• [Reading text]

Tasks to meet objectives
Deploy upgraded ACROBAT in the lower York River on a regular basis during the hypoxic season and evaluate various cruise tracks and interpolation procedures to provide optimal estimate of distribution of hypoxic water, changes over time and hypoxic volume.

Progress on Tasks
In late March, 2006 Chris Casagrande (President of Sea Sciences Incorporated, ACROBAT manufacturer; SSI) met with personnel at Falmouth Scientific (FSI) and determined that the FSI micro-CTD on the present ACROBAT did not have the electronic capability, as we had anticipated, to control the triggering of the bottles on the mini-rosette that he planned to acquire from General Oceanics (GO) . The latter was to be attached to and electronically incorporated into the ACROBAT. This realization initiated an unanticipated chain of events which required six months before an ACROBAT instrument with attached mini-rosette was produced. The events included:

1. A new mini-rosette had to be designed and an independent means of firing the bottles developed. The new mini-rosette contained 6 bottles.

Location labeling records:
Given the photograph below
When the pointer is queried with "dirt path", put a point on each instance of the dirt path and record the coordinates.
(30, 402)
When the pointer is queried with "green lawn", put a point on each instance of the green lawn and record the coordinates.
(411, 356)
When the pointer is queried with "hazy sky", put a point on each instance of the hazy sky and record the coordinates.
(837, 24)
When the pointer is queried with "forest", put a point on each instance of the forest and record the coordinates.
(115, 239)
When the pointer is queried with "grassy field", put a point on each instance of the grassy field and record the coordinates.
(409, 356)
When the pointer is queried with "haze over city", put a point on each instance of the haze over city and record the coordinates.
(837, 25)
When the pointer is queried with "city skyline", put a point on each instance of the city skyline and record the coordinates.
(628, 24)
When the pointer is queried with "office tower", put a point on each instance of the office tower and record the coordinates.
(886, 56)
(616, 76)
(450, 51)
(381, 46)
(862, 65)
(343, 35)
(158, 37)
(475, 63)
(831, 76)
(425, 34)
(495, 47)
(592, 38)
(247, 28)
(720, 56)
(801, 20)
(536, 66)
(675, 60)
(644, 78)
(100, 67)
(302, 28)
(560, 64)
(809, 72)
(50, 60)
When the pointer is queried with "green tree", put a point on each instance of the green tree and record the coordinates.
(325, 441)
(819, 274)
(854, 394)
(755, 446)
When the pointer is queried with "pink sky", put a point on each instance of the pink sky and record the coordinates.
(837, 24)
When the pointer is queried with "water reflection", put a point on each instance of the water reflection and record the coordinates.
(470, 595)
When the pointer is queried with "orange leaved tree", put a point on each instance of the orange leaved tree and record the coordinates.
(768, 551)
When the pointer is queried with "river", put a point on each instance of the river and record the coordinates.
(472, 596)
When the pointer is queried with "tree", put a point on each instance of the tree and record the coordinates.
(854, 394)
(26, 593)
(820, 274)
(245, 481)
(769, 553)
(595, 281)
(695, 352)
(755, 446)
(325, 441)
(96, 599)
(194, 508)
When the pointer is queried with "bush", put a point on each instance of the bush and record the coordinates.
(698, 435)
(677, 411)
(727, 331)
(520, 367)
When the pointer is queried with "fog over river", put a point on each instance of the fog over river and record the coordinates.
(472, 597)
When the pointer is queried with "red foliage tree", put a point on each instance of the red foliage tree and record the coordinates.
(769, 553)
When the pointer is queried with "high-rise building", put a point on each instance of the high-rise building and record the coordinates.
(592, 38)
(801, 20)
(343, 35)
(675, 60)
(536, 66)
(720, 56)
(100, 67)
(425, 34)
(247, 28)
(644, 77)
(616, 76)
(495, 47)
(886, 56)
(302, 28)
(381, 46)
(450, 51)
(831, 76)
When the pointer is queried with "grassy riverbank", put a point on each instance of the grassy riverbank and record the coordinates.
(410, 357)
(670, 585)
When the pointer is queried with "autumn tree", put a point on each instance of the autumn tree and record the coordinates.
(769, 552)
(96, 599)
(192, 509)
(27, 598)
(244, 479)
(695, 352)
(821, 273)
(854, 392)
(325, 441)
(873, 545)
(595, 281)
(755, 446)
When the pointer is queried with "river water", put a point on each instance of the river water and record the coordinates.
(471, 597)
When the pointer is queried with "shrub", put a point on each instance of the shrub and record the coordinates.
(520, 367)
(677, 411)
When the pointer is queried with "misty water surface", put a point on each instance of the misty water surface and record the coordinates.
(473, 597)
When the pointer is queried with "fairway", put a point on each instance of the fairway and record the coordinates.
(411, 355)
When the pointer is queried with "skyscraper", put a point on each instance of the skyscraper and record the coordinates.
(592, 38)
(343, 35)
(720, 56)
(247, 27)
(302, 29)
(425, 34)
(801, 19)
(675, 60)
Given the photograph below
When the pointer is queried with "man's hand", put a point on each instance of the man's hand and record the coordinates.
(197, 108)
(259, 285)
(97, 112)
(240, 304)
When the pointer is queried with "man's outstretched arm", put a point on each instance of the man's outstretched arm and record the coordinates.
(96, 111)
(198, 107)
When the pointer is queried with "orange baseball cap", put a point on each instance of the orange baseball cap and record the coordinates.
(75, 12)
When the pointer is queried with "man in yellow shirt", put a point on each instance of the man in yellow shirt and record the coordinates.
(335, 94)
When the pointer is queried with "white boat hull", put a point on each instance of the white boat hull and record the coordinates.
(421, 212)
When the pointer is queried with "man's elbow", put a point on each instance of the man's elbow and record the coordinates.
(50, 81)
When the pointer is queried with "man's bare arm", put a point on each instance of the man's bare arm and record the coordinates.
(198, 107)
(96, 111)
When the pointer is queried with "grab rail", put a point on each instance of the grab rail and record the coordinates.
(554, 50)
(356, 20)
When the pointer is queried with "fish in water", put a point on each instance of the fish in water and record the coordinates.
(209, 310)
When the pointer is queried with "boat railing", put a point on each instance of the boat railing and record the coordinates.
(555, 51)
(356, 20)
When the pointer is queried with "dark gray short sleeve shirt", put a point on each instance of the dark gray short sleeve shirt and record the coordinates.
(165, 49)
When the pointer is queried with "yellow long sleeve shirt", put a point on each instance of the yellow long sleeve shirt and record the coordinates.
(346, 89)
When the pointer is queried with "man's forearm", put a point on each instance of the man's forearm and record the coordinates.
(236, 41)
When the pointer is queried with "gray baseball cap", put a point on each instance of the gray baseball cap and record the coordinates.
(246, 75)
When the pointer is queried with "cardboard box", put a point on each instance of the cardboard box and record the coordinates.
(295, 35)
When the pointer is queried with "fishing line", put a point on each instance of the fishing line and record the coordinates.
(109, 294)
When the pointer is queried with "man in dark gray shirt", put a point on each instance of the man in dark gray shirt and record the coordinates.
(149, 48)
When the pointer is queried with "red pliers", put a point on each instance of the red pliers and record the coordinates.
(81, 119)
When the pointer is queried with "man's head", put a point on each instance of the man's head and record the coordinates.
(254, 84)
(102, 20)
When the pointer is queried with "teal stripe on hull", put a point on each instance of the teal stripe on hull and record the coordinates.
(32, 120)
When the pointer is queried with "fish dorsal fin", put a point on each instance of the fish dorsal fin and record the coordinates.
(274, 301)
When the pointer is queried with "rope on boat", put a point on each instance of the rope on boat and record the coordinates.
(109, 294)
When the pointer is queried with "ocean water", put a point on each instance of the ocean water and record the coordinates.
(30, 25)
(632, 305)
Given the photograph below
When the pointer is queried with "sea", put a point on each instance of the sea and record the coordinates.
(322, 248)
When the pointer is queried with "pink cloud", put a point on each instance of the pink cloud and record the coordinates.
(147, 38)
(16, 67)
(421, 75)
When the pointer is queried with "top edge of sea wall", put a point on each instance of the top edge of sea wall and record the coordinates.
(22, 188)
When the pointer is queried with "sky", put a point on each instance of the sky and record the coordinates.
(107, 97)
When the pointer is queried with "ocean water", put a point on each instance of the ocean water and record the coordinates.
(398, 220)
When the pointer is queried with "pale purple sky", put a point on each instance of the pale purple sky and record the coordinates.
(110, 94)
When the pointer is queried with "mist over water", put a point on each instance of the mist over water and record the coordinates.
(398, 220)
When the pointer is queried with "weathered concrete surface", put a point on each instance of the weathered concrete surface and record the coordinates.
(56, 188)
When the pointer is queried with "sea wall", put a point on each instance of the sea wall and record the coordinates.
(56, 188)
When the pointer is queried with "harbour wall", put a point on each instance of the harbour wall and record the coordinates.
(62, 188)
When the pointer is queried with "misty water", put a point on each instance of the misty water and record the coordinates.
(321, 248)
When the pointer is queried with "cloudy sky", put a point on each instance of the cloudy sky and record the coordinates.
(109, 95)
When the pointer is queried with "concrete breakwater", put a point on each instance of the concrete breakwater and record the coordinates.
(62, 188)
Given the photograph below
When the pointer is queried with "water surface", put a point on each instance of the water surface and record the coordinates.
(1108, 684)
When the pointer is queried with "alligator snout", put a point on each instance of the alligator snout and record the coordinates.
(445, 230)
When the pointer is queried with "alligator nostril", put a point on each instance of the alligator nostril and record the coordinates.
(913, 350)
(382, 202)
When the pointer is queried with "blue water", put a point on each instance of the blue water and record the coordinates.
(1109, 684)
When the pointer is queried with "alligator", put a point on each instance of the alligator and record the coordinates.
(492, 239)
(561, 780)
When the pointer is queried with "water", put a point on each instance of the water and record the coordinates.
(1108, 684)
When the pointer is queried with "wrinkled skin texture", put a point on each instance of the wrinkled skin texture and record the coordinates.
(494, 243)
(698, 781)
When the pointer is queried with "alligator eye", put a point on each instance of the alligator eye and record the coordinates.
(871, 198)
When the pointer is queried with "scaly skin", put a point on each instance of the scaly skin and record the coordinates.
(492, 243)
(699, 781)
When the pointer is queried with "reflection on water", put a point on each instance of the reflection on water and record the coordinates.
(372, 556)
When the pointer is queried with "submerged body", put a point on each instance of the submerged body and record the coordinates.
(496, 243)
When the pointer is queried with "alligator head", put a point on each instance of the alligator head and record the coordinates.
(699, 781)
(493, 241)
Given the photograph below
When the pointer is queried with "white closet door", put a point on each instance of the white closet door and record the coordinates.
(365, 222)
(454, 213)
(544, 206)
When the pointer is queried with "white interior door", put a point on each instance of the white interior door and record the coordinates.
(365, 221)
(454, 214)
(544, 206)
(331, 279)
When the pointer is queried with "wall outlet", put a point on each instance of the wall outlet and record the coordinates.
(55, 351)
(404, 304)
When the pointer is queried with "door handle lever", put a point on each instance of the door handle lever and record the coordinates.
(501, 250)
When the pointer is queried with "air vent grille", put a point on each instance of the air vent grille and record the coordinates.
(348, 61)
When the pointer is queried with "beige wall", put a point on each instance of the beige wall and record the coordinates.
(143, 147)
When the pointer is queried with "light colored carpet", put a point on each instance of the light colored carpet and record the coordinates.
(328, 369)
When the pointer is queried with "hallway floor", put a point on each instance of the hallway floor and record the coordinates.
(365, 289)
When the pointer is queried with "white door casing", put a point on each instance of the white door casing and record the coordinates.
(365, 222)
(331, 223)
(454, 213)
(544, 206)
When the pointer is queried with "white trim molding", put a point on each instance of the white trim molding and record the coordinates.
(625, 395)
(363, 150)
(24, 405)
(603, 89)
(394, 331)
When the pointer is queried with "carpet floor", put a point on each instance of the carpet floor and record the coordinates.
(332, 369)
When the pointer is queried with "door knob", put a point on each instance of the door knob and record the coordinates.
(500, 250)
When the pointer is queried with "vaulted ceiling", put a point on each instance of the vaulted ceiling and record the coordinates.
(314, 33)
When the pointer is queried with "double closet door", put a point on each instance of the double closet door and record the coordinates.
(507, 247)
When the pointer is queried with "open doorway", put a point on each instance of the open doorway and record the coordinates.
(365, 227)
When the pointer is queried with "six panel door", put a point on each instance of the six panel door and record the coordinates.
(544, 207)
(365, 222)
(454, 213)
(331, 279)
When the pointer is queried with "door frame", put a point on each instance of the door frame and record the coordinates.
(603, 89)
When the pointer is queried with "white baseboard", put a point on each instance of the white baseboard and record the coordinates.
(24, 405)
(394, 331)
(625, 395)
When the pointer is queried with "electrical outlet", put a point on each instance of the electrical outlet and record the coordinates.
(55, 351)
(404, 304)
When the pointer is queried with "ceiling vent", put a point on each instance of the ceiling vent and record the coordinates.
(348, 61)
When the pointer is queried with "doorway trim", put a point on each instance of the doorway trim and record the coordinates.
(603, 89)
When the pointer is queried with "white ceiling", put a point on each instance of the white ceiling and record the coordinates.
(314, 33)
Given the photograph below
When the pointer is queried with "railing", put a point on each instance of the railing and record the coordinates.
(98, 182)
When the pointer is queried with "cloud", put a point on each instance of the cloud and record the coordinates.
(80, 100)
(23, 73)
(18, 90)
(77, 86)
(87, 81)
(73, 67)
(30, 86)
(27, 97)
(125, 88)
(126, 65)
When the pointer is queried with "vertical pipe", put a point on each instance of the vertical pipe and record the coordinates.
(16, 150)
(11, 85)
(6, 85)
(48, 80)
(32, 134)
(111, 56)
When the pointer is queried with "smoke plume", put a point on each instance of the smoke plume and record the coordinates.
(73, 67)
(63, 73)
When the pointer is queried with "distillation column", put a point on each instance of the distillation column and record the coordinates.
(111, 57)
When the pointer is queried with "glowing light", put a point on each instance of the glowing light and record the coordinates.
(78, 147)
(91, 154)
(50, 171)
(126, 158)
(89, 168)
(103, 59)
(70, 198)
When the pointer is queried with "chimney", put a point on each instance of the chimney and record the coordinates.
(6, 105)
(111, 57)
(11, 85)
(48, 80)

• [Required work]
1 - Answer these questions about the ACROBAT progress text:
(a) In what part of which river is the upgraded ACROBAT to be deployed?
(b) From which company did Chris Casagrande plan to acquire the mini-rosette?
(c) How many bottles did the new mini-rosette contain?
2 - Count the lines of the records that contain the string "light", treating case as significant. Give only the number.
The text and the records are unrelated material.

• [Solved problems]
1 -
(a) The lower York River
(b) General Oceanics (GO)
(c) 6

2 - 2